#### The exercise:
Everything from the line containing "target | green grass lawn" through the last line of the records below should be printed exactly, please, and nothing else.

--- START OF Information provided ---

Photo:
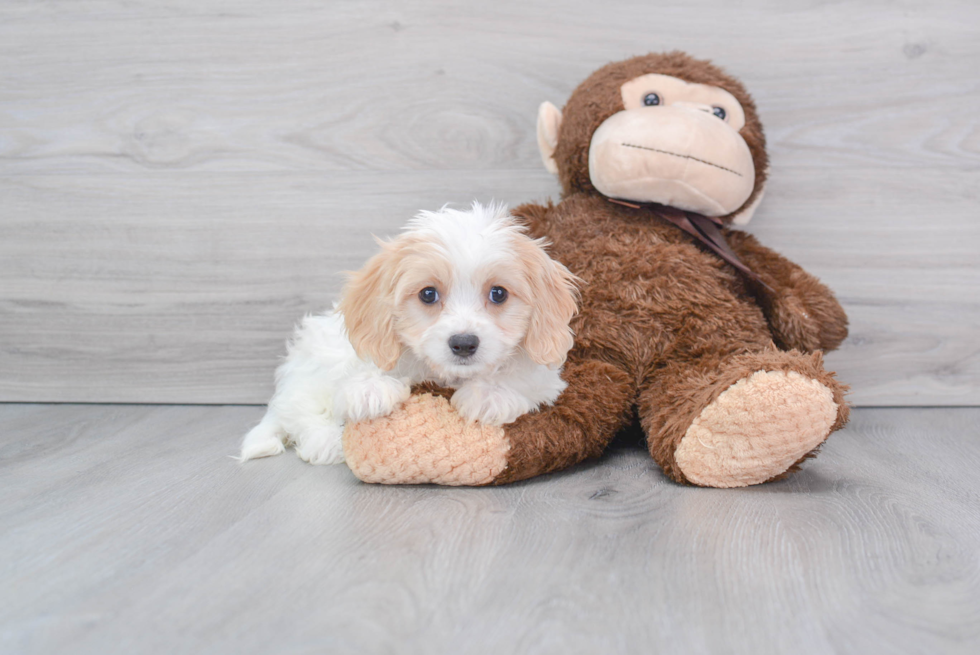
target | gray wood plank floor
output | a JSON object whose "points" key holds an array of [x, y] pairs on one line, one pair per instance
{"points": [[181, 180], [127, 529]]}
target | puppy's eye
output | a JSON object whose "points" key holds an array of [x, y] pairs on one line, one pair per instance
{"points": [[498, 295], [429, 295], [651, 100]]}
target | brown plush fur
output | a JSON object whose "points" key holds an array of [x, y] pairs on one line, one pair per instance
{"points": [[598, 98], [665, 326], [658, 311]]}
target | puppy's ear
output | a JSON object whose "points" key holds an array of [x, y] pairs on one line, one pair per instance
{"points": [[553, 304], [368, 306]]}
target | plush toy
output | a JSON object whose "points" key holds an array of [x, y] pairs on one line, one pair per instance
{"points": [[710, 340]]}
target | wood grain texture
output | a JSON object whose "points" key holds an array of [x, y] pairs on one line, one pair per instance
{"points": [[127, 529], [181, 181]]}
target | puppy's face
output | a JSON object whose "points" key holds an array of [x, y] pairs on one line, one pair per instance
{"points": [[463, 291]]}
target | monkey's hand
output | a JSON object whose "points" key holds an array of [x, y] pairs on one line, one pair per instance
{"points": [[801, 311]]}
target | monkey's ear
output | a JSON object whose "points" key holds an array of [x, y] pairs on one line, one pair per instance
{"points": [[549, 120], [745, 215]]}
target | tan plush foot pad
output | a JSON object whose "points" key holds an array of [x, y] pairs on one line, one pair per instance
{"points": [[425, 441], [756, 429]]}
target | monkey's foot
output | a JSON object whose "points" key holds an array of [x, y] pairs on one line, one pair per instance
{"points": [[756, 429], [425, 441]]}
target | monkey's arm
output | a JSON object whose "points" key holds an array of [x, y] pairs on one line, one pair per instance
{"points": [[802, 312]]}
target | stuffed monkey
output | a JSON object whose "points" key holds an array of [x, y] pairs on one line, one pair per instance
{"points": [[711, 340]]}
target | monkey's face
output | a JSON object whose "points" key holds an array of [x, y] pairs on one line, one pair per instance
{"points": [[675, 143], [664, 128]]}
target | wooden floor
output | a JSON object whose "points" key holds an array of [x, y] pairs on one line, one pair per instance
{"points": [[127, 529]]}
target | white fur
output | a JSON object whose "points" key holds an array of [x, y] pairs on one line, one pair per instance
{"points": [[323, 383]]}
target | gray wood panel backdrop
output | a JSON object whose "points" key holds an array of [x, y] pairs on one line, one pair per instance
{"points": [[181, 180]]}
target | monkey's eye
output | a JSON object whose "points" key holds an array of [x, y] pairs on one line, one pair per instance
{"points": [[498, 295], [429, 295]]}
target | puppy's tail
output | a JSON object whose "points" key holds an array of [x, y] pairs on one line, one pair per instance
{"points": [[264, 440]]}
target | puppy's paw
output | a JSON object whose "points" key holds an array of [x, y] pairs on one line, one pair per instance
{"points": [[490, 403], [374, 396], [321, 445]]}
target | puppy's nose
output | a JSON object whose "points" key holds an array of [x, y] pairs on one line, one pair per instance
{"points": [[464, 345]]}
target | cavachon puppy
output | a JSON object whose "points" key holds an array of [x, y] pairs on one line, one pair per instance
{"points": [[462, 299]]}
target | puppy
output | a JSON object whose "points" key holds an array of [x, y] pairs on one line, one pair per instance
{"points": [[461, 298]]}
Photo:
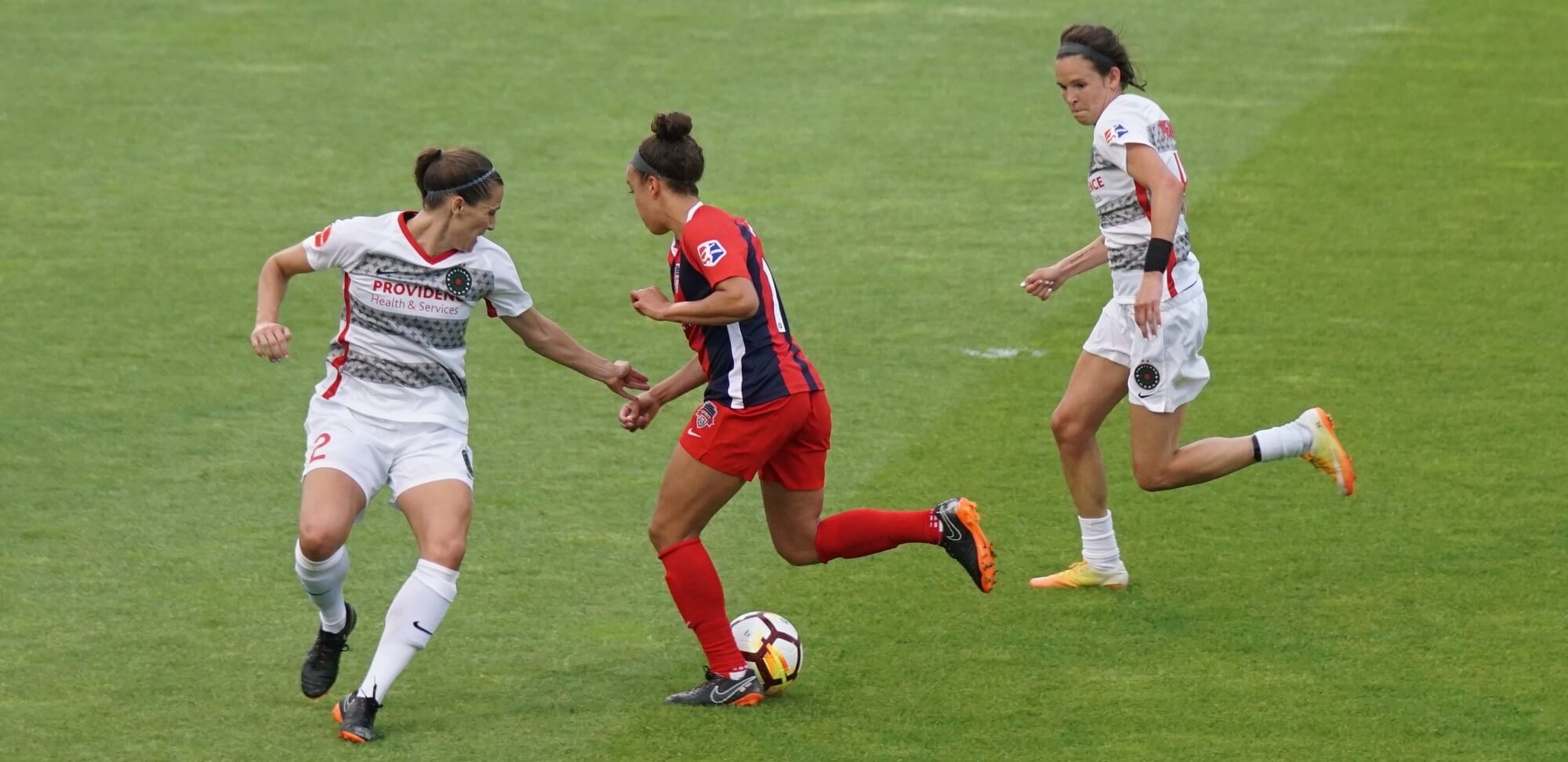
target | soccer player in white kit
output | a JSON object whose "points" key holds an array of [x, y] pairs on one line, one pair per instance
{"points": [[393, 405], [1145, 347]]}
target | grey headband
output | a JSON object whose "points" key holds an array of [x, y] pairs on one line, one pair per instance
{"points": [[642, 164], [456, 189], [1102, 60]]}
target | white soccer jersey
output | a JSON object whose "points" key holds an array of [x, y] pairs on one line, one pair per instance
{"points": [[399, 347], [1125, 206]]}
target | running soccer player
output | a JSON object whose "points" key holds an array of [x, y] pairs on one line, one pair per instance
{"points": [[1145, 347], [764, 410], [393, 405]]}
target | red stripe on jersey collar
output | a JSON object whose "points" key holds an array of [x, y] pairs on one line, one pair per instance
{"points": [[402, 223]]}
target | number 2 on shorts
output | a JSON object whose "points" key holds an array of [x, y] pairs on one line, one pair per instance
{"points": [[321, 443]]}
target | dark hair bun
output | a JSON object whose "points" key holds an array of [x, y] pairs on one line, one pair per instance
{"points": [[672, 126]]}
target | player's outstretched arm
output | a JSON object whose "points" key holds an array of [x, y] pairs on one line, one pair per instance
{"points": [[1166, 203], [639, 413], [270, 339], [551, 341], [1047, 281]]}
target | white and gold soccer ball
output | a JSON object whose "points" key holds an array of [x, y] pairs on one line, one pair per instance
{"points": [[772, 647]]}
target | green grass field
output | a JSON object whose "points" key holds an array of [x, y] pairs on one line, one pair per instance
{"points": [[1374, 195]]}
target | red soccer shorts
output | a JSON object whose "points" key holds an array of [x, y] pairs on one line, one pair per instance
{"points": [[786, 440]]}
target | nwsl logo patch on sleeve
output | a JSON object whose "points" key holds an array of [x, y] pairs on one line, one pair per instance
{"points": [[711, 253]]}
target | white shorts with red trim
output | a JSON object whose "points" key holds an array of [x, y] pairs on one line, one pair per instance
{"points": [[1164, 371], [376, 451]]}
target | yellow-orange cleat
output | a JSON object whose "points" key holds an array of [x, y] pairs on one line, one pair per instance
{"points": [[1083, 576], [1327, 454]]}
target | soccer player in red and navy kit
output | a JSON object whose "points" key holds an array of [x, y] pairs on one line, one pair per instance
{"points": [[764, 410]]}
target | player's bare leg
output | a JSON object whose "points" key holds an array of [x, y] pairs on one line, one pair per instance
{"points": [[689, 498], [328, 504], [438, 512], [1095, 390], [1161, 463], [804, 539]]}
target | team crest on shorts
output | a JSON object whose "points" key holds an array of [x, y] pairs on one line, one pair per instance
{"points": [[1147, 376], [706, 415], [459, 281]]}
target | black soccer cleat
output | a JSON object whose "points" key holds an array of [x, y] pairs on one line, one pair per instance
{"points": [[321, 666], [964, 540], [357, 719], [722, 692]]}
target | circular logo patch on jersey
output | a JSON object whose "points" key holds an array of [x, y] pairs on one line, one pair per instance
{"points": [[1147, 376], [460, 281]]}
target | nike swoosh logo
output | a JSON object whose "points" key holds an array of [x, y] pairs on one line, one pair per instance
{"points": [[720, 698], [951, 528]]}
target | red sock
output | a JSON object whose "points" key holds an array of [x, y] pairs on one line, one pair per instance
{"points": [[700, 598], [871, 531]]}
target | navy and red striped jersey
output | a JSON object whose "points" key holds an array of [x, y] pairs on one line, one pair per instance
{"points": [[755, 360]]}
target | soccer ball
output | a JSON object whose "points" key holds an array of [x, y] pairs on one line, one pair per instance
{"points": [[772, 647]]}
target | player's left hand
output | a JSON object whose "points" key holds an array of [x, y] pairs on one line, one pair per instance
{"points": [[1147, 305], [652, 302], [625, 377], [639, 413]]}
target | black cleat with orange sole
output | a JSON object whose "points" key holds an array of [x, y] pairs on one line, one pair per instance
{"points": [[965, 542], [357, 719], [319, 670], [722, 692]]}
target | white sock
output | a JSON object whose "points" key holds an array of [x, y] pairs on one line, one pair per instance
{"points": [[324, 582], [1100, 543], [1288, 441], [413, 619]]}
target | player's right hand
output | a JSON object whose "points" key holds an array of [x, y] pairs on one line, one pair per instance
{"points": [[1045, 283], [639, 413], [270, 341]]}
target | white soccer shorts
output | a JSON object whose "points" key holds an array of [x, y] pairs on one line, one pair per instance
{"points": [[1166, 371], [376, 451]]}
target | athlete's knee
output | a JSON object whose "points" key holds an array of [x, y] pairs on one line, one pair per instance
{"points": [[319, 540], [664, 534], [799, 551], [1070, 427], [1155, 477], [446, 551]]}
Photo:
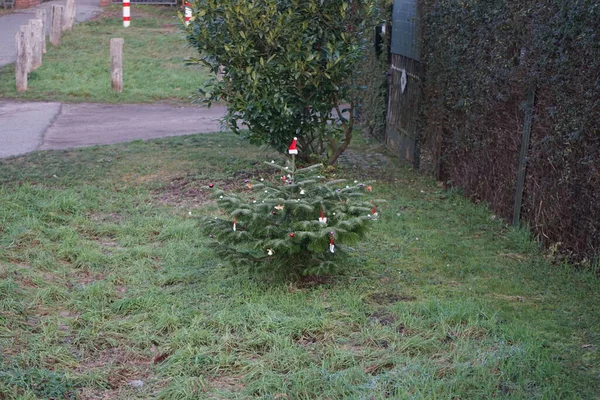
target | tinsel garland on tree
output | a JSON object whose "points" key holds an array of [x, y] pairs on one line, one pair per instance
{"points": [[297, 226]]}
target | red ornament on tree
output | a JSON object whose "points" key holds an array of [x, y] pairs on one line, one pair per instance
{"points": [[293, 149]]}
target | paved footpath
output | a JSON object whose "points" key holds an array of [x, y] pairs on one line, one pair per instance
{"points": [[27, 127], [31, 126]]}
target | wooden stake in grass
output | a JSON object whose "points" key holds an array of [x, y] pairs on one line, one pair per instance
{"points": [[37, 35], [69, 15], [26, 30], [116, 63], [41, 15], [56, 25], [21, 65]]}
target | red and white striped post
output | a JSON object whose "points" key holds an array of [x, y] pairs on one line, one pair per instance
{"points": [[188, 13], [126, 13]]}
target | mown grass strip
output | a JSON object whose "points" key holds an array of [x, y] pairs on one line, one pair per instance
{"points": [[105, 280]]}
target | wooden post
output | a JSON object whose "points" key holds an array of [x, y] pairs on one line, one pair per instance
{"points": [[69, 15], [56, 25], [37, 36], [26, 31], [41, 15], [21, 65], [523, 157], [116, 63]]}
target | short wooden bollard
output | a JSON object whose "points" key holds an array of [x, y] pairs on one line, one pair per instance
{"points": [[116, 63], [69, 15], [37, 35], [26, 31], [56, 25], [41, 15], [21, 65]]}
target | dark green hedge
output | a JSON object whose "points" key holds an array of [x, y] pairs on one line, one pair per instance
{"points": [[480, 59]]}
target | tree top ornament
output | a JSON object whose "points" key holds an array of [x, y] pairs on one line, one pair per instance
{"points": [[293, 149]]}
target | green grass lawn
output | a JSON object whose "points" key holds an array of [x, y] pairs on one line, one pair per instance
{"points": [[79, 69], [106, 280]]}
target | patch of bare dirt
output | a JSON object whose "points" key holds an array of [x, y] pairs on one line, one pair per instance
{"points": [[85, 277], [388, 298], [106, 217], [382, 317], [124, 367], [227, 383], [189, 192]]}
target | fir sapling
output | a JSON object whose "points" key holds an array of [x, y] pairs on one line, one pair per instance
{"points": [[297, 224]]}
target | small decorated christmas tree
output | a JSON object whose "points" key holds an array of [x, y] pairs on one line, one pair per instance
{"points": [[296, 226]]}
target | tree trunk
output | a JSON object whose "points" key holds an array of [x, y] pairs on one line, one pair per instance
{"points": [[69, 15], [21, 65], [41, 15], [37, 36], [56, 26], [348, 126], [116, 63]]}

--- END OF Information provided ---

#### Result for this exercise:
target | green grass lawn
output | a JSON object whose "points" key holds an array of [x, y] pairs on one line, one pair per instance
{"points": [[79, 69], [106, 280]]}
target | patch of bare dirt
output | a JSON object whose "points" key holds an array of [x, y] pairs on one line, one pair per instance
{"points": [[85, 277], [388, 298], [106, 217], [382, 317], [124, 367], [227, 383], [189, 192]]}
target | fir sapling
output | a JSON object whose "points" key holds an array of [x, y] pairs on one line, one pair per instance
{"points": [[297, 224]]}
target | small decorated christmas tree
output | a JSON object whose "points" key holds an array of [x, y] pairs on one line, one pair per instance
{"points": [[296, 226]]}
target | tree trunk
output | a JSON object whose "points" key holds an array of [x, y] pairs on one line, one pair per instance
{"points": [[69, 15], [21, 65], [41, 15], [37, 36], [56, 26], [348, 126], [116, 63]]}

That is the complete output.